- **Text block**
S1.4.6 Avogadro's law

Avogadro's Law: Equal Volumes, Equal Molecules

You are holding two balloons of the same size—one filled with helium and the other with oxygen. Despite the difference in the types of gases, if the balloons are kept at the same temperature and pressure, they contain the same number of gas molecules.

This surprising fact is explained by Avogadro's Law, a fundamental principle that helps us understand the behavior of gases and their role in chemical reactions.

What is Avogadro's Law?

Definition

Avogadro's law

Avogadro's law states that equal volumes of all gases, measured under the same conditions of temperature and pressure, contain equal numbers of molecules.

This principle is grounded in the idea that the volume of a gas depends on the number of particles it contains, regardless of their type or size.

Whether the gas consists of single atoms (e.g., helium, He), diatomic molecules (e.g., oxygen, $O_{2}$ , or larger molecules (e.g., carbon dioxide, $C O_{2}$ , Avogadro's Law holds true.

- **Directive**
Please reproduce everything in the Avogadro's law text from "Avogadro's law states" down to "Law holds true.", word for word. You won't need the data here.

- **Dataset excerpt**
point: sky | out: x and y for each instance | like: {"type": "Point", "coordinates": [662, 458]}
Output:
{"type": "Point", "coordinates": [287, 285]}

- **Solution for this exercise**
Avogadro's law states that equal volumes of all gases, measured under the same conditions of temperature and pressure, contain equal numbers of molecules.

This principle is grounded in the idea that the volume of a gas depends on the number of particles it contains, regardless of their type or size.

Whether the gas consists of single atoms (e.g., helium, He), diatomic molecules (e.g., oxygen, $O_{2}$ , or larger molecules (e.g., carbon dioxide, $C O_{2}$ , Avogadro's Law holds true.